So, the policy of my party on the benefits system is that we should seriously explore, as John Griffiths, leading the local government committee in the last Senedd, did on our behalf, the devolution of the administration of parts of the benefits system. But the benefits system itself should be an engine of redistribution right across the United Kingdom. The fact that it is temporarily under the control of a party that doesn't regard it in that way is not a criticism of the potential that that system has always had to move money from those who have more than they need to those who need more of it to sustain an ordinary lifestyle. I think that is still one of the things that has the potential to hold the United Kingdom together.
I very much regret that we have failed to persuade the UK Government not to tax the lump sum we've been able to provide to social care workers. And the fact that it is being used as evidence of income for the benefits system is an even bigger blow to those people who work every day in that sector to earn a living and now find the money that was provided to them from the Welsh Government being taken away from them by the UK Government through universal credit.

## PROBLEM SET:
**1)** In the remarks on the benefits system, who led the local government committee in the last Senedd?
**2)** Carry on the remarks on the benefits system, picking up after their final sentence.

## ENTRIES PROVIDED:

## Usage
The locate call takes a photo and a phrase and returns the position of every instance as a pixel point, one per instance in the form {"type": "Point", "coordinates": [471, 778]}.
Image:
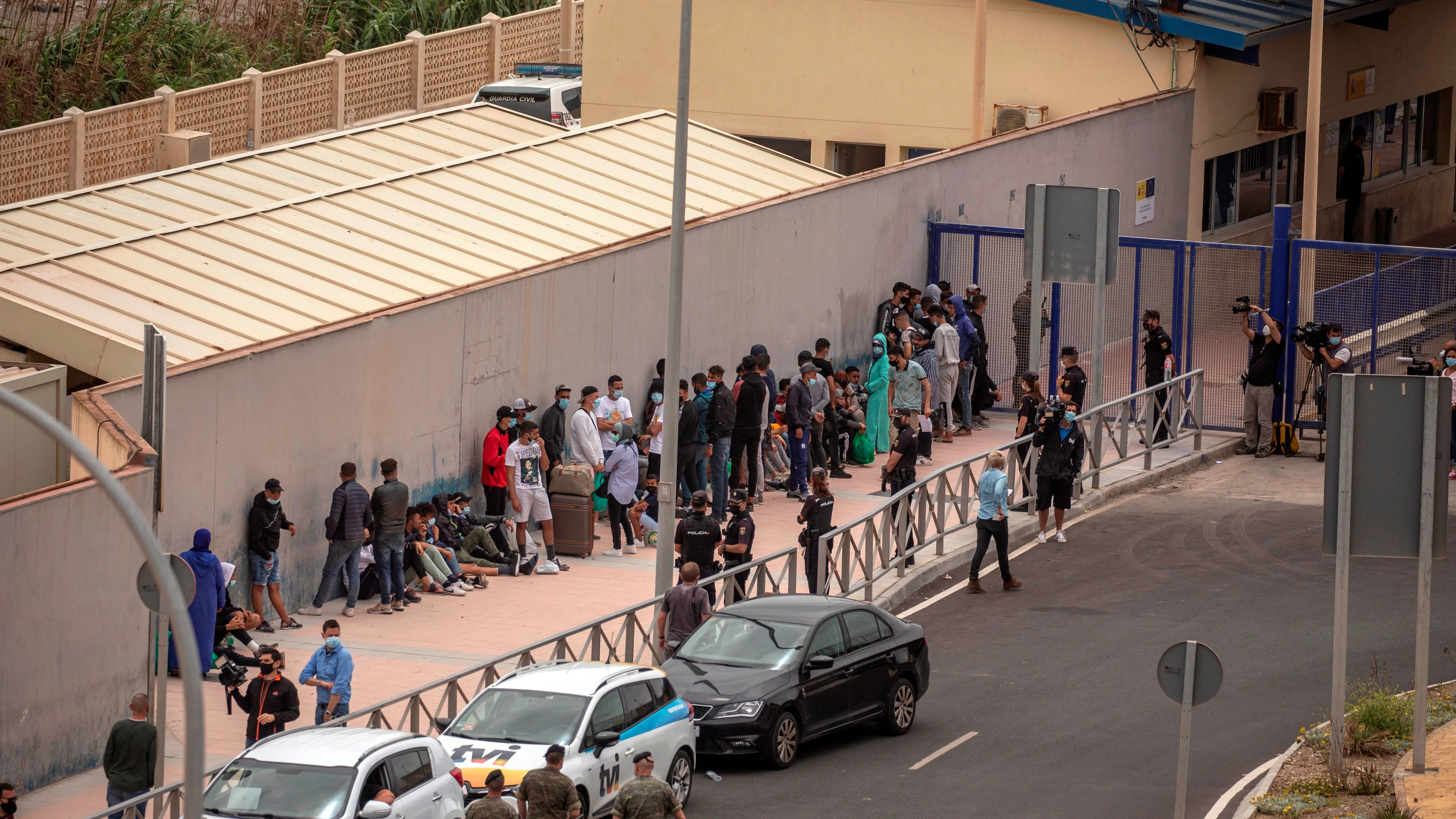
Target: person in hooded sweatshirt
{"type": "Point", "coordinates": [212, 594]}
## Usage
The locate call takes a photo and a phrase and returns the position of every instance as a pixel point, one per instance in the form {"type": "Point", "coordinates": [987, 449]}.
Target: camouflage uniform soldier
{"type": "Point", "coordinates": [493, 806]}
{"type": "Point", "coordinates": [547, 793]}
{"type": "Point", "coordinates": [646, 798]}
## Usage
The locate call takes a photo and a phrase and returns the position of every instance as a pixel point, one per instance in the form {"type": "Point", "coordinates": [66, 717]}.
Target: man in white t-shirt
{"type": "Point", "coordinates": [526, 464]}
{"type": "Point", "coordinates": [612, 410]}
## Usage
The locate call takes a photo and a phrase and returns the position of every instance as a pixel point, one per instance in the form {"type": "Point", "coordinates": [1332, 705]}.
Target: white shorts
{"type": "Point", "coordinates": [535, 503]}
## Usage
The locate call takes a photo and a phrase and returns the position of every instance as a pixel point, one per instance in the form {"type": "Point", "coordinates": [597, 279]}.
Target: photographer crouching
{"type": "Point", "coordinates": [1063, 447]}
{"type": "Point", "coordinates": [1266, 353]}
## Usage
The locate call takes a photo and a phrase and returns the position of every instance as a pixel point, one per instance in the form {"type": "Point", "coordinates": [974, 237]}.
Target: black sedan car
{"type": "Point", "coordinates": [769, 674]}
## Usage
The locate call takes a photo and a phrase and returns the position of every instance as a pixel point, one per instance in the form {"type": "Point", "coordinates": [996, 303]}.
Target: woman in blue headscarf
{"type": "Point", "coordinates": [212, 594]}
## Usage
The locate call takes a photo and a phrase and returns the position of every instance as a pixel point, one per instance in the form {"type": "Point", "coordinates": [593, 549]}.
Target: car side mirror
{"type": "Point", "coordinates": [605, 741]}
{"type": "Point", "coordinates": [376, 809]}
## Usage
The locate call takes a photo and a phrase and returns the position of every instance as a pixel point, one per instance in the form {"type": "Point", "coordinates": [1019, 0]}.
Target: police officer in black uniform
{"type": "Point", "coordinates": [1157, 349]}
{"type": "Point", "coordinates": [697, 541]}
{"type": "Point", "coordinates": [737, 549]}
{"type": "Point", "coordinates": [1074, 384]}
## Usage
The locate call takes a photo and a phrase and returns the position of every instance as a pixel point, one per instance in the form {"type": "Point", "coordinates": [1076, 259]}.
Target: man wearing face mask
{"type": "Point", "coordinates": [331, 671]}
{"type": "Point", "coordinates": [271, 702]}
{"type": "Point", "coordinates": [1266, 353]}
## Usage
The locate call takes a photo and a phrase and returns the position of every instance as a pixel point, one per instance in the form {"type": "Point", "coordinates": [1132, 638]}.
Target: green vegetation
{"type": "Point", "coordinates": [123, 50]}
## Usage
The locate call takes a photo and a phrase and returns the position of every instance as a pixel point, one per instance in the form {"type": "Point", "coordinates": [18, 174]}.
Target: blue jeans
{"type": "Point", "coordinates": [720, 470]}
{"type": "Point", "coordinates": [389, 563]}
{"type": "Point", "coordinates": [800, 460]}
{"type": "Point", "coordinates": [343, 709]}
{"type": "Point", "coordinates": [114, 796]}
{"type": "Point", "coordinates": [343, 554]}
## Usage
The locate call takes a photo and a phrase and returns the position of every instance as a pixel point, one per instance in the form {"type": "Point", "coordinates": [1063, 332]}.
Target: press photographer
{"type": "Point", "coordinates": [1062, 447]}
{"type": "Point", "coordinates": [1266, 353]}
{"type": "Point", "coordinates": [271, 700]}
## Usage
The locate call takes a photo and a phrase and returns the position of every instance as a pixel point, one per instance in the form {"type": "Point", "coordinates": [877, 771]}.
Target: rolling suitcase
{"type": "Point", "coordinates": [573, 528]}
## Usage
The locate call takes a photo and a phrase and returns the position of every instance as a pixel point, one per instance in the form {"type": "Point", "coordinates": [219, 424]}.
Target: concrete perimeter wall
{"type": "Point", "coordinates": [72, 629]}
{"type": "Point", "coordinates": [421, 383]}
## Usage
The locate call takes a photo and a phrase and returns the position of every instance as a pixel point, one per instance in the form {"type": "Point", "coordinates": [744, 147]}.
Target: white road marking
{"type": "Point", "coordinates": [944, 748]}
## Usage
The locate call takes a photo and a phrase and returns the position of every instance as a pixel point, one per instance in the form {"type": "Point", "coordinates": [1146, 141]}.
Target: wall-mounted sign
{"type": "Point", "coordinates": [1361, 84]}
{"type": "Point", "coordinates": [1144, 212]}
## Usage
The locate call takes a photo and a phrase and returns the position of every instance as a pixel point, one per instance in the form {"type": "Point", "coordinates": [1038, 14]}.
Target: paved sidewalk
{"type": "Point", "coordinates": [442, 634]}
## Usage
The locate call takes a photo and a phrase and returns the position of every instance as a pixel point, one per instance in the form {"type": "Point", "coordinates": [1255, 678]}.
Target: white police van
{"type": "Point", "coordinates": [547, 91]}
{"type": "Point", "coordinates": [602, 713]}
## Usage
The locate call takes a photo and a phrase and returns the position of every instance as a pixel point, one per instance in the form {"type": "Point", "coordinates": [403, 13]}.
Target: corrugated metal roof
{"type": "Point", "coordinates": [1234, 24]}
{"type": "Point", "coordinates": [75, 219]}
{"type": "Point", "coordinates": [287, 267]}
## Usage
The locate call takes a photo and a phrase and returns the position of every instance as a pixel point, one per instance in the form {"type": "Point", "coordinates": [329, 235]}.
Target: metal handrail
{"type": "Point", "coordinates": [886, 533]}
{"type": "Point", "coordinates": [758, 579]}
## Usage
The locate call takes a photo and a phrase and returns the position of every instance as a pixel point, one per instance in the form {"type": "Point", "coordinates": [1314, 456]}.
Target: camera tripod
{"type": "Point", "coordinates": [1310, 379]}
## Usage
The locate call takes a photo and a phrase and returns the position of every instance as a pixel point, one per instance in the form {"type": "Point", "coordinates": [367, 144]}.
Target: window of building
{"type": "Point", "coordinates": [1247, 184]}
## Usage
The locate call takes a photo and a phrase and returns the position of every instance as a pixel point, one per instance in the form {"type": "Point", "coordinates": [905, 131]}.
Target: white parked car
{"type": "Point", "coordinates": [335, 773]}
{"type": "Point", "coordinates": [602, 713]}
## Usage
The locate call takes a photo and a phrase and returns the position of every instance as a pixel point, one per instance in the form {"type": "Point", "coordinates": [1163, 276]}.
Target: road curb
{"type": "Point", "coordinates": [1026, 528]}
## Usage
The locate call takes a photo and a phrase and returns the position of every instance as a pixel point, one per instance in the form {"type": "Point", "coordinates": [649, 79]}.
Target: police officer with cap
{"type": "Point", "coordinates": [1074, 384]}
{"type": "Point", "coordinates": [646, 796]}
{"type": "Point", "coordinates": [493, 806]}
{"type": "Point", "coordinates": [737, 549]}
{"type": "Point", "coordinates": [697, 540]}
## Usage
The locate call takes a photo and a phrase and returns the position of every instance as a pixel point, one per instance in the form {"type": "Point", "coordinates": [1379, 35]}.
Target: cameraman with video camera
{"type": "Point", "coordinates": [1266, 353]}
{"type": "Point", "coordinates": [1062, 445]}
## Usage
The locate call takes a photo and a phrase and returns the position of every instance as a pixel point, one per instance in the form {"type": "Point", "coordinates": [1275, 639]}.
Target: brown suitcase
{"type": "Point", "coordinates": [573, 517]}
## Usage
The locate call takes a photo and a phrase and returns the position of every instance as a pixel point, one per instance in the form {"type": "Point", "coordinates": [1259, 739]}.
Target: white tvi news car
{"type": "Point", "coordinates": [602, 713]}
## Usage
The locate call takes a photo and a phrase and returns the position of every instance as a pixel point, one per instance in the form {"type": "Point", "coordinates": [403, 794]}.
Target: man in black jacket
{"type": "Point", "coordinates": [349, 522]}
{"type": "Point", "coordinates": [266, 524]}
{"type": "Point", "coordinates": [271, 702]}
{"type": "Point", "coordinates": [720, 422]}
{"type": "Point", "coordinates": [747, 423]}
{"type": "Point", "coordinates": [1062, 448]}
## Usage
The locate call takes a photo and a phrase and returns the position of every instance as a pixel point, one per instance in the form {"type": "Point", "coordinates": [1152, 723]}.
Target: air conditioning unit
{"type": "Point", "coordinates": [1011, 117]}
{"type": "Point", "coordinates": [1277, 110]}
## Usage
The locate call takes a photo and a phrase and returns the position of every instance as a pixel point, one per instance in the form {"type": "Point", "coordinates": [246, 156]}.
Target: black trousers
{"type": "Point", "coordinates": [743, 441]}
{"type": "Point", "coordinates": [988, 530]}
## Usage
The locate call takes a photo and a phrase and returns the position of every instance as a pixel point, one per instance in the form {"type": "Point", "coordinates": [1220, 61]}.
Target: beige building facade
{"type": "Point", "coordinates": [849, 85]}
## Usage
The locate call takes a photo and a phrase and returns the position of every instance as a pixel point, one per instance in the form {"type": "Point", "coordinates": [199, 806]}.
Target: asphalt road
{"type": "Point", "coordinates": [1059, 677]}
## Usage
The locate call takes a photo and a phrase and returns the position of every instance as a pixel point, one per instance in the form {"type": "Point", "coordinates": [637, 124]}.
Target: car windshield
{"type": "Point", "coordinates": [251, 788]}
{"type": "Point", "coordinates": [740, 642]}
{"type": "Point", "coordinates": [522, 716]}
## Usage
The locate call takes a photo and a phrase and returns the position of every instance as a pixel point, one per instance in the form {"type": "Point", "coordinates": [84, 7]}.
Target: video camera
{"type": "Point", "coordinates": [1312, 336]}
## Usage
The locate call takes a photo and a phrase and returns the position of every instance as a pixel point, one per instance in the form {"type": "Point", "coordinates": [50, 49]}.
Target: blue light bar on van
{"type": "Point", "coordinates": [548, 70]}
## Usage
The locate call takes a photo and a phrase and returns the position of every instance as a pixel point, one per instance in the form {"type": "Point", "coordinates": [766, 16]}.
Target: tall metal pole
{"type": "Point", "coordinates": [172, 601]}
{"type": "Point", "coordinates": [1423, 578]}
{"type": "Point", "coordinates": [1314, 149]}
{"type": "Point", "coordinates": [672, 366]}
{"type": "Point", "coordinates": [979, 74]}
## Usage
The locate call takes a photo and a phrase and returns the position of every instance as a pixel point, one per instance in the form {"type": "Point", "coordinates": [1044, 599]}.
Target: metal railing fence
{"type": "Point", "coordinates": [943, 503]}
{"type": "Point", "coordinates": [619, 638]}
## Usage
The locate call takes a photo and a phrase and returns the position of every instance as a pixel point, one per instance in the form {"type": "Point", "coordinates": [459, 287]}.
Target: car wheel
{"type": "Point", "coordinates": [782, 741]}
{"type": "Point", "coordinates": [899, 709]}
{"type": "Point", "coordinates": [681, 776]}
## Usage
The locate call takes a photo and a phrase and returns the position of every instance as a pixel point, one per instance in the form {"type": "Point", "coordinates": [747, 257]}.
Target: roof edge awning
{"type": "Point", "coordinates": [1232, 24]}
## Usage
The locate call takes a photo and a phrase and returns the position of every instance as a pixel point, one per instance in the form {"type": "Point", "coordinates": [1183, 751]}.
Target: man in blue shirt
{"type": "Point", "coordinates": [331, 671]}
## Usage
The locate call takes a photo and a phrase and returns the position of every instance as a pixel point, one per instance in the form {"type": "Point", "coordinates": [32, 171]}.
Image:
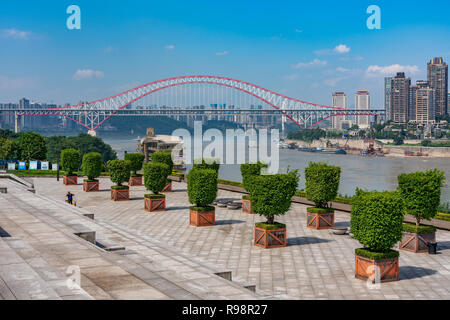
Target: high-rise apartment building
{"type": "Point", "coordinates": [413, 98]}
{"type": "Point", "coordinates": [399, 98]}
{"type": "Point", "coordinates": [387, 97]}
{"type": "Point", "coordinates": [362, 102]}
{"type": "Point", "coordinates": [339, 101]}
{"type": "Point", "coordinates": [438, 80]}
{"type": "Point", "coordinates": [425, 106]}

## SOLVED TASKS:
**1)** John Griffiths.

**2)**
The election may be over, First Minister, but the bitter legacy of deep poverty and inequality in our communities, which is bequeathed to us by this deeply unequal United Kingdom, that persists. The 31 per cent of our children in Wales who are living in poverty: how can you argue that the union has been a force for untrammelled good for them? Contrast that with New Zealand: this last week, a radical well-being budget was passed by the Government there that will drive down child poverty this year to half the level in Wales. That's a Labour Government, but of an independent country that has the power to choose its own future.
Now, you as a Government have pledged to lead a new national civic conversation on the constitutional future of Wales. Will it be a genuinely open conversation—open to the possibilities of independence and, yes, the challenges too? Open to it at least as a plan B, if Wales says 'yes' to radical federalism, but Westminster continues to say 'no' to Wales. Now, that would be a conversation that I and my party would be happy to join.
Well, Llywydd, I am looking forward very much to being able to develop plans for that civic conversation. I want to do it with parties right across the Chamber who have a serious interest in the future of the United Kingdom and Wales's place within it. I don't define any ideas out of that conversation because, if it's a civic conversation, citizens will have the ability to make that contribution. All those possibilities will be able to be rehearsed within it.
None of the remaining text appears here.